+++ SUPPLIED PASSAGE +++

WANDERING THE TWISTING STREETS and lanes of Athens, it isn’t difficult for the modern visitor — even while dodging buses — to get a sense of what so enthralled nobleman and Romantic poet Lord Byron about this singular destination, nor why it’s an ideal romantic destination with your favorite cotraveler. Views of the Acropolis floating in sunshine and moonlight above the city and long days spent among the crumbling columns and temples inspired Byron to pen a wealth of love poems and works exploring the concept of beauty.
In some cities, you have to look below the surface clutter to get a true sense of the essence. In Athens, it’s necessary to keep your gaze focused — like Byron’s — upward, pointed at the Acropolis, positioned like a crown on the head of a seething, wild metropolis. The collection of spaces that make up the Acropolis complex includes the Theatre of Dionysus, multiple sanctuaries and dreamy temples such as the Altar of Athena in the Temple of Athena Nike.
Architecturally interrupted by raids, wars, invasions and periodic indifference, the Temple of Zeus at the center of Athens was built in episodic stages, taking more than 600 years to complete. Today, 16 columns remain, though one lies supine upon the ground, having long ago given up its struggle with either gravity or fate.
Until 2003 the city sidewalks were paved with marble. Most have been replaced with surfaces less slippery during rainy days, while other restoration projects include select areas of the Acropolis, including the columns of the Parthenon and the Temple of Athena Nike.
The Acropolis Museum makes an ideal place to get your bearings through an overview of the site and its various structures while viewing an impressive multitude of artifacts uncovered during excavations and restorations. Constructed above an excavation point, sections of the floor are transparent, providing both a view and context. The permanent exhibition includes the Archaic Acropolis Gallery, where stunning marble sculptures of figures and horses rise from stone plinths and pedestals.
In the third-floor Parthenon Gallery, the local politics of ancient Greece are explained, as are the financial details concerning the building of the statue of Athena Parthenos and the construction of the Parthenon itself. Another gallery is devoted to the massive Propylaia, which served as the entrance to the Acropolis, along with the temple of Athena Nike and the Erechtheion, which acted as a multipurpose temple to Athena and assorted other heroes, goddesses and gods. Easily identifiable by the female figures that serve as columns holding up the roof, the Erechtheion is surrounded by legends. It’s said to be erected upon the site where a battle took place between the god Poseidon and the goddess Athena, fighting over which of them had the right to name the city.

+++

◆ **PROBLEMS**
[1] Do the following statements agree with the travel piece on Athens? Answer yes or no for each and quote the deciding words. (a) The Temple of Zeus took more than 600 years to complete. (b) Most of the city's sidewalks are still paved with marble. (c) The Parthenon Gallery is on the second floor of the Acropolis Museum.
[2] Write the next few sentences of the travel piece on Athens.

+++ RECORDED INFORMATION +++

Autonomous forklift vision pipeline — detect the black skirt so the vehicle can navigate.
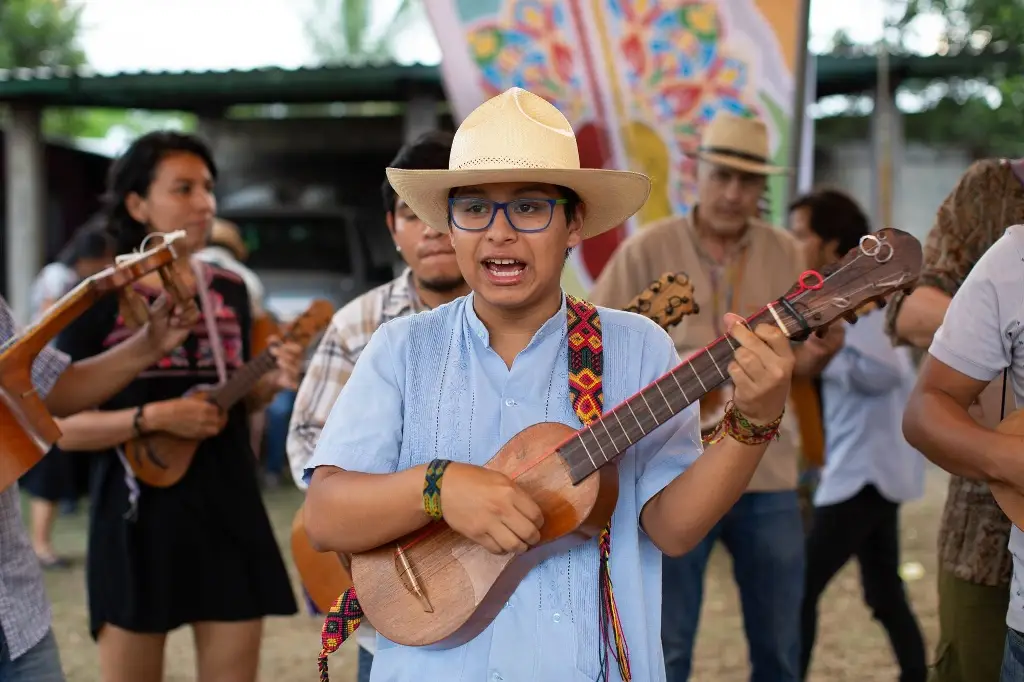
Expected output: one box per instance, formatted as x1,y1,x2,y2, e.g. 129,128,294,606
19,447,90,503
87,434,298,638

+++

◆ **RESULTS OF THE EXERCISE**
[1]
(a) Yes: "taking more than 600 years to complete"
(b) No: "Until 2003 the city sidewalks were paved with marble. Most have been replaced with surfaces less slippery during rainy days"
(c) No: "In the third-floor Parthenon Gallery"

[2]
There’s more than just the once-lofty citadel to see, of course. Too often overlooked, the Benaki Museum has a staggering collection of art divided into exhibitions focused on Byzantine, Chinese, Islamic, Coptic and pre-Columbian art. There’s also an extensive library and fascinating displays that include toys and games. The collection of prehistoric, ancient Greek and Roman art offers displays of statuary, jewelry and lovely friezes.
Settling in to its new address within the refurbished FIX Brewery on Syngrou Avenue, The National Museum of Contemporary Art proves well worth a half-day visit. The museum’s collection includes seminal works by Greek and world artists including Emily Jacir, Stephen Antonakos and Nikos Kessanlis. Temporary exhibits share the space with a robust schedule of performances, lectures and events.
Close by lies the Museum of Cycladic Art, founded in 1986 from a private collection of Aegean and Cypriot artifacts. You can easily enjoy a visit to the small museum in a few hours, right before you head off to lunch in Syntagma Square. Cafés and numerous historic sites surround this fountained plaza, a destination unto itself. The city’s central square, it deserves a visit in order to just sit in the sunshine with a glass of fragrant ouzo or powerful tsipouro and watch today’s Athenians go about their business among throngs of visitors.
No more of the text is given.